EXERCISE OBJECTIVE: The output must match the entries below exactly.

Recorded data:
§ §

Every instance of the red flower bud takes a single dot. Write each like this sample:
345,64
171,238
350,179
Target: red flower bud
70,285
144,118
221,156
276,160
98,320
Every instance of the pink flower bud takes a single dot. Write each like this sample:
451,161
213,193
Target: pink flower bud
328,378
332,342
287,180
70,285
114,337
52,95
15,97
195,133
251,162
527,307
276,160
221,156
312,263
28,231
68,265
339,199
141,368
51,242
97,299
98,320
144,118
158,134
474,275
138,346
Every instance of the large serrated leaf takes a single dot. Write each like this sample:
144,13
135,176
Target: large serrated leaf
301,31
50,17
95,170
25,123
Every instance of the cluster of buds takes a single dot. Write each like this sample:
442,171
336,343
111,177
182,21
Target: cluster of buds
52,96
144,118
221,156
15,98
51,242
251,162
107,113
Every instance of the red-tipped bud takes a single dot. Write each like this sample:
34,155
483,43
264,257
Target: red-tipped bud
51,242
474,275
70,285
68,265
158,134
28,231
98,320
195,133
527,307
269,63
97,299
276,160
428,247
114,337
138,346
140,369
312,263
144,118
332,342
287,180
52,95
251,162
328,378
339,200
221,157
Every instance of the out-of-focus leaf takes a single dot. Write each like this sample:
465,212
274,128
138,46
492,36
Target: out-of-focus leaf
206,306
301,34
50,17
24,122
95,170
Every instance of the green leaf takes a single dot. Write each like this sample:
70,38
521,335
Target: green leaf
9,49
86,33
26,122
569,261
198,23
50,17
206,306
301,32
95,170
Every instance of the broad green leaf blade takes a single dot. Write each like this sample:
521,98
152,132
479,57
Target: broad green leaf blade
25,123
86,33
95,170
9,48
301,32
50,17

§ §

THE COMPLETED TASK:
Every instance of the red flower bud takes a single dot. Write each like this sample:
345,64
171,238
350,179
Target: red flower bud
70,285
144,118
221,156
276,160
98,320
Every instance of the pink flower bud takes a single dot. Write each like this sample:
451,161
213,193
Target: pink flower bud
328,378
332,342
287,180
70,285
114,337
52,95
15,97
195,133
251,162
527,307
276,160
221,156
312,263
28,231
68,265
339,199
141,368
51,242
97,299
98,320
144,118
158,134
474,275
138,346
Every instance of the large serrated leaf takes a single dot. Write each like this sample:
144,13
135,176
Target: large serrated leaf
301,31
50,17
95,170
25,123
Every instance of the cluster of buds takes a single dot. Write each like this sample:
442,171
336,343
111,177
182,21
Target: cluster of buds
52,96
144,118
221,156
15,98
51,242
251,162
107,113
Every instance of the red-tipped bud takes a single dot. Write each like this sample:
34,155
483,43
264,257
Target: red-tipped bud
51,242
474,275
70,285
68,265
158,134
28,231
98,320
195,133
527,307
269,63
97,299
276,160
428,247
114,337
138,346
140,369
312,263
144,118
332,342
287,180
52,95
251,162
328,378
339,200
221,157
Every instance of the out-of-focus leaf takes a single dot. Write each like this sample:
465,212
274,128
138,46
492,36
Target: out-of-focus leaf
206,306
301,34
50,17
24,122
95,170
Every instance of the green leaf takes a single dot. Write each like this sample:
70,38
521,335
Target: green leaf
9,49
86,33
26,122
569,261
198,23
50,17
206,306
301,32
95,170
Every instance of the broad green leaf blade takes a single dot. Write each like this sample:
521,98
152,132
479,57
Target: broad green leaf blade
25,123
86,33
95,170
9,48
301,32
50,17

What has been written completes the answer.